## Problem set
**a)** Reproduce the Jack Perry biography between "Jack Perry (born" and "Early career (2015–2019)", inclusive.
**b)** Summarize the Jack Perry biography in two sentences.

## Text
-*-

Jack Perry (born June 16, 1997) is an American professional wrestler better known by the ring name "Jungle Boy" Jack Perry. He is currently signed to All Elite Wrestling (AEW), where he is a former one-time AEW World Tag Team Champion (with Luchasaurus as Jurassic Express).

Early life
Jack Perry was born on June 16, 1997, in Los Angeles, California. He is the son of actor Luke Perry and Rachel Sharp. Perry's maternal grandfather is the Scottish novelist and screenwriter Alan Sharp.

Perry grew up as a fan of professional wrestling and attended WWE's 2009 SummerSlam pay-per-view event with his father at the age of twelve.

Professional wrestling career

Early career (2015–2019)

Perry started his career on the independent circuit in 2015 making his professional wrestling debut at Underground Empire Wrestling's, 2015 West Coast Cruiser Cup  under the ring name "Nate Coy". This is where he was given the name Jungle Boy when the crowd chanted it at him because of his similarities to Tarzan. On November 20, 2016, Coy won the 2016 West Coast Cruiser Cup. On August 17, 2018, Coy won the All Pro Wrestling Junior Heavyweight Championship, his first professional wrestling championship. He later lost it to Jake Atlas at the Bay Area Bash event on June 15, 2019. In February 2019, Jungle Boy formed a tag team with fellow independent wrestler Luchasaurus, dubbed "A Boy and His Dinosaur". In May 2019, Perry wrestled in a tribute match for his late father, defeating his father's friend, actor and former WCW World Heavyweight Champion David Arquette.

All Elite Wrestling (2019–present)

Jurassic Express (2019–2022)

-*-

## Given data
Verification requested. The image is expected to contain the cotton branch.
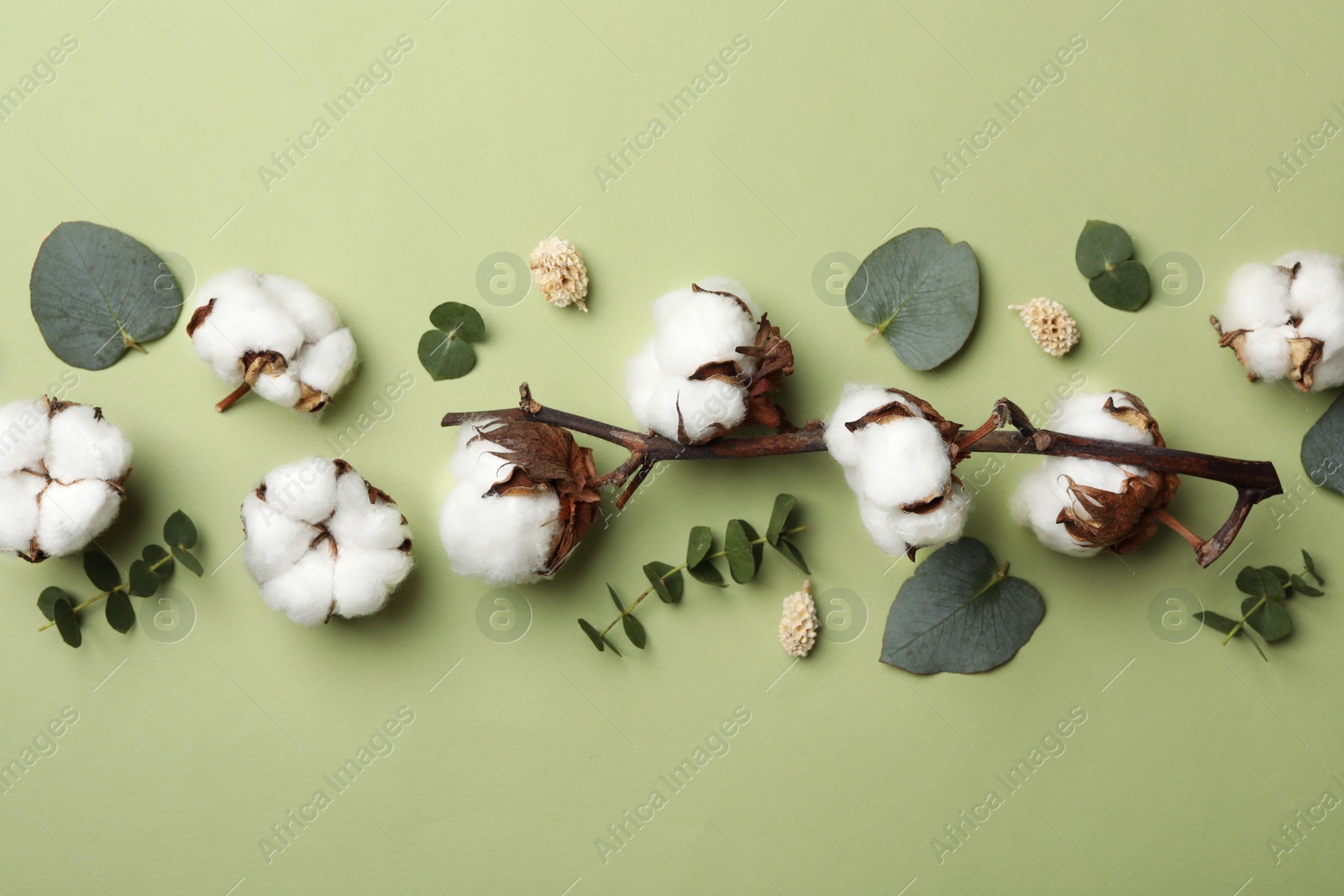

-*-

## Responses by task
**a)**
Jack Perry (born June 16, 1997) is an American professional wrestler better known by the ring name "Jungle Boy" Jack Perry. He is currently signed to All Elite Wrestling (AEW), where he is a former one-time AEW World Tag Team Champion (with Luchasaurus as Jurassic Express).

Early life
Jack Perry was born on June 16, 1997, in Los Angeles, California. He is the son of actor Luke Perry and Rachel Sharp. Perry's maternal grandfather is the Scottish novelist and screenwriter Alan Sharp.

Perry grew up as a fan of professional wrestling and attended WWE's 2009 SummerSlam pay-per-view event with his father at the age of twelve.

Professional wrestling career

Early career (2015–2019)

**b)** Jack Perry, born June 16, 1997, in Los Angeles, California, is an American professional wrestler known as "Jungle Boy" Jack Perry who is signed to All Elite Wrestling, where he is a former one-time AEW World Tag Team Champion with Luchasaurus as Jurassic Express. The son of actor Luke Perry and Rachel Sharp, he debuted on the independent circuit in 2015 as "Nate Coy," won the 2016 West Coast Cruiser Cup and the All Pro Wrestling Junior Heavyweight Championship in 2018, and formed the tag team "A Boy and His Dinosaur" with Luchasaurus in February 2019.